#### Text shown:
▬▬▬

Jones, seen in archival video messages and a present-day sequence, is an affectingly haunted figure. In the minimally conceived role of Roy’s estranged wife, the all too symbolically named Eve, Liv Tyler has little chance to make an impression but manages to do so nonetheless, in part because Gray has a knack for conveying backstory with a well-deployed shorthand of expressionistic flashback images. Much of that backstory, though, borders on cliché.
This sci-fi spin on Heart of Darkness is a self-conscious movie about a self-conscious man, a dutiful son who’s increasingly aware of how out of place he feels — in the organization he works for and in his own skin. Like those figures on the Tarot card, Roy is jolted awake by a terrible fall, and it’s only the first of several plunges he’ll take into some sort of abyss. His long climb back is the stuff of neatly myth-tinged storytelling mechanics. In a few quietly searing sequences, though, something else happens, charged and openhearted and lightning-bolt ragged: A wounded soul’s gaze illuminates the way.

▬▬▬

#### Listing:
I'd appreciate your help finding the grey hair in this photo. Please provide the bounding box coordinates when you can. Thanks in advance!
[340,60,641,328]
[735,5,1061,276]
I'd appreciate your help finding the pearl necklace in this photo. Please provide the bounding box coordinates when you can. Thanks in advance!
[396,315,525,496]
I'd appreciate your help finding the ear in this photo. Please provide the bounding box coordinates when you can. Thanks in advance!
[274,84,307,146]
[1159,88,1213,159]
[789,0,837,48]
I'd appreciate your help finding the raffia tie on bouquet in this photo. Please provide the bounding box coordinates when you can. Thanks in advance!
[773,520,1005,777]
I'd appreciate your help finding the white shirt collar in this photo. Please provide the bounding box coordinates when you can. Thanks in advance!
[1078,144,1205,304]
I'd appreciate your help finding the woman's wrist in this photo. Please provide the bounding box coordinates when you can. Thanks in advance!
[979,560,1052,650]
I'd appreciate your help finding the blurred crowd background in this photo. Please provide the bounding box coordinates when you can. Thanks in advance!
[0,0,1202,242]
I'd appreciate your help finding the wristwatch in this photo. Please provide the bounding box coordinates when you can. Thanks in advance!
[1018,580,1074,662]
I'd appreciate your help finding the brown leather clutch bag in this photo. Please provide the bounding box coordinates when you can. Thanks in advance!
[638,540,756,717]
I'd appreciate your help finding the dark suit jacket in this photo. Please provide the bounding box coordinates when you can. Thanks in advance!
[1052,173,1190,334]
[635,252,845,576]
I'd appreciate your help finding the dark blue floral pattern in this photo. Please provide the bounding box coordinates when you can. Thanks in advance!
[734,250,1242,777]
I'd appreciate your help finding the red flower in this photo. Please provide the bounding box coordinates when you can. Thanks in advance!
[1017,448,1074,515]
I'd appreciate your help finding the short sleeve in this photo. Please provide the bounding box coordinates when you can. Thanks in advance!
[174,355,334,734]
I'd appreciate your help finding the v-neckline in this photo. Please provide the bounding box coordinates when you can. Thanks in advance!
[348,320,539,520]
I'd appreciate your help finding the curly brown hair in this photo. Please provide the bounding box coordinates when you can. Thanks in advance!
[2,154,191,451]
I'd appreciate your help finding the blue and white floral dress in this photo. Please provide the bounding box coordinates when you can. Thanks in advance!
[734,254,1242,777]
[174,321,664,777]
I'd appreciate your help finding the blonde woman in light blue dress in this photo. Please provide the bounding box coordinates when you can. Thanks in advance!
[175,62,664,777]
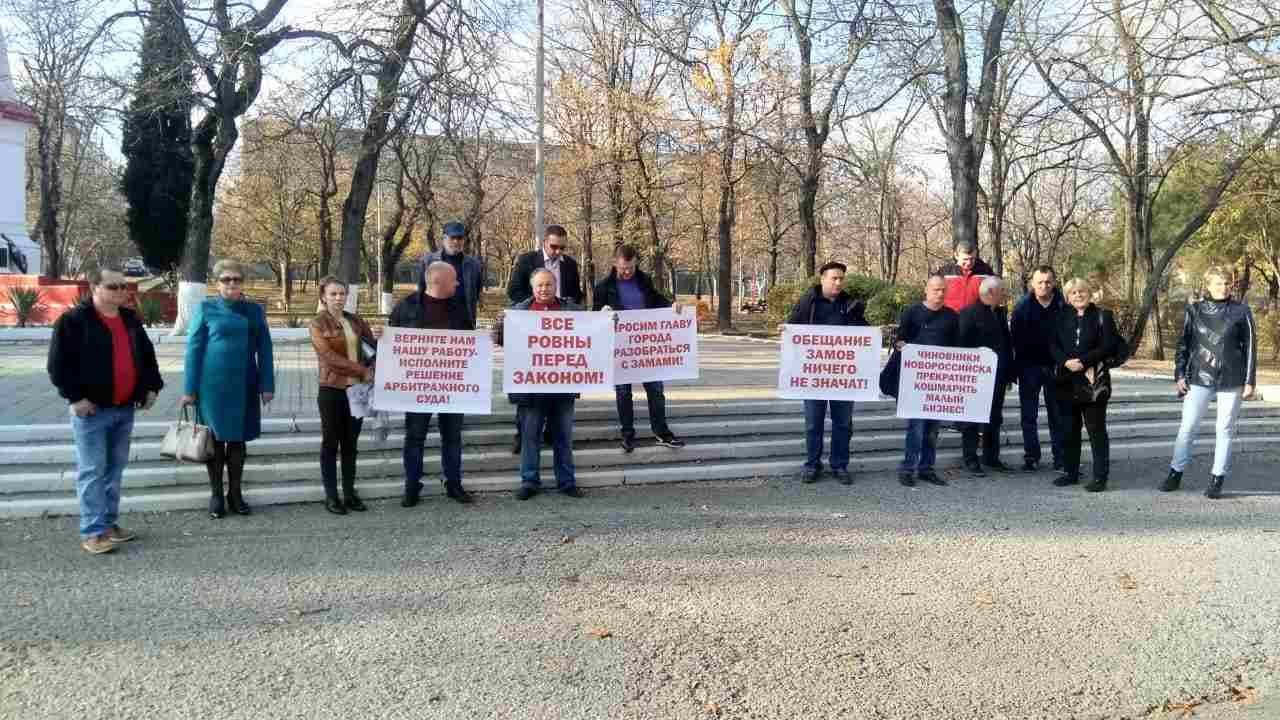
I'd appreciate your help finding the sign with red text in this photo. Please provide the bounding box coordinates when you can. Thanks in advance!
[613,307,698,386]
[502,310,613,393]
[778,325,881,400]
[372,327,493,415]
[897,345,997,423]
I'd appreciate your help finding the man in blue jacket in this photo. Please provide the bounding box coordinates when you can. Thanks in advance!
[419,223,484,327]
[1009,265,1066,471]
[787,263,867,486]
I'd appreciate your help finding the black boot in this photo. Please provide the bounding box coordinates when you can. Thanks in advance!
[1204,475,1226,500]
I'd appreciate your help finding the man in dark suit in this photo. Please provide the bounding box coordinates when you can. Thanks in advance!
[507,225,582,305]
[507,225,585,455]
[956,275,1014,475]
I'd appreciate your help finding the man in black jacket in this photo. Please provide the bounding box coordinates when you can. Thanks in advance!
[956,277,1014,475]
[507,225,585,455]
[386,260,475,507]
[507,225,582,305]
[591,245,685,452]
[787,257,867,486]
[1009,265,1066,471]
[49,268,164,555]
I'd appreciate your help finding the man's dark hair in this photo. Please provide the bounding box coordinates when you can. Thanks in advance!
[87,263,124,287]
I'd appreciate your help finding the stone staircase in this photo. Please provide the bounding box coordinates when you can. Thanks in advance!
[0,388,1280,518]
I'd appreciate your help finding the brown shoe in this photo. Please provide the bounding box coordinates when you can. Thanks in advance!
[81,534,115,555]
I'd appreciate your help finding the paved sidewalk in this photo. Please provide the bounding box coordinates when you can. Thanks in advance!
[0,452,1280,720]
[0,336,1172,425]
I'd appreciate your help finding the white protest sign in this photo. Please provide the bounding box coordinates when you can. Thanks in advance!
[372,328,493,415]
[502,310,613,393]
[897,345,998,423]
[613,307,698,386]
[778,325,881,400]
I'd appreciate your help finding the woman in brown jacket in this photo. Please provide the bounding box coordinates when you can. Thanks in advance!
[311,275,378,515]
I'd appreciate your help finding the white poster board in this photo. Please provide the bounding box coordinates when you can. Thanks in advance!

▬▬▬

#### Problem set:
**1.** In the film review, what role does Liv Tyler play?
**2.** Carry on the film review from its last sentence.
You won't need the lines above.

#### Answers:
**1.** She plays Roy's estranged wife, Eve.

**2.**
Production companies: 20th Century Fox, Regency Enterprises, Bona Film Group, New Regency, Plan B, Keep Your Head, RT Features, MadRiver Pictures
Distributor: 20th Century Fox
Cast: Brad Pitt, Tommy Lee Jones, Ruth Negga, John Ortiz, Liv Tyler, Donald Sutherland, Greg Bryk, Loren Dean, Kimberly Elise, John Finn, LisaGay Hamilton, Donnie Keshawarz, Bobby Nish, Natasha Lyonne
Director: James Gray
Screenwriters: James Gray, Ethan Gross
Producers: Brad Pitt, Dede Gardner, Jeremy Kleiner, James Gray, Anthony Katagas, Rodrigo Teixeira, Arnon Milchan
Executive producers: Mark Butan, Lourenço Sant’Anna, Sophie Mas, Yu Dong, Jeffrey Chan, Anthony Mosawi, Paul Conway, Yariv Milchan, Michael Schaefer
Director of photography: Hoyte Van Hoytema
Production designer: Kevin Thompson
Costume designer: Albert Wolsky
Editors: John Axelrad, Lee Haugen
Composer: Max Richter
Additional music by: Lorne Balfe
Visual effects supervisor: Allen Maris
Supervising sound editor, sound designer: Gary Rydstrom
Supervising sound editor: Brad Semenoff
Casting director: Douglas Aibel
Venue: Venice International Film Festival (Competition)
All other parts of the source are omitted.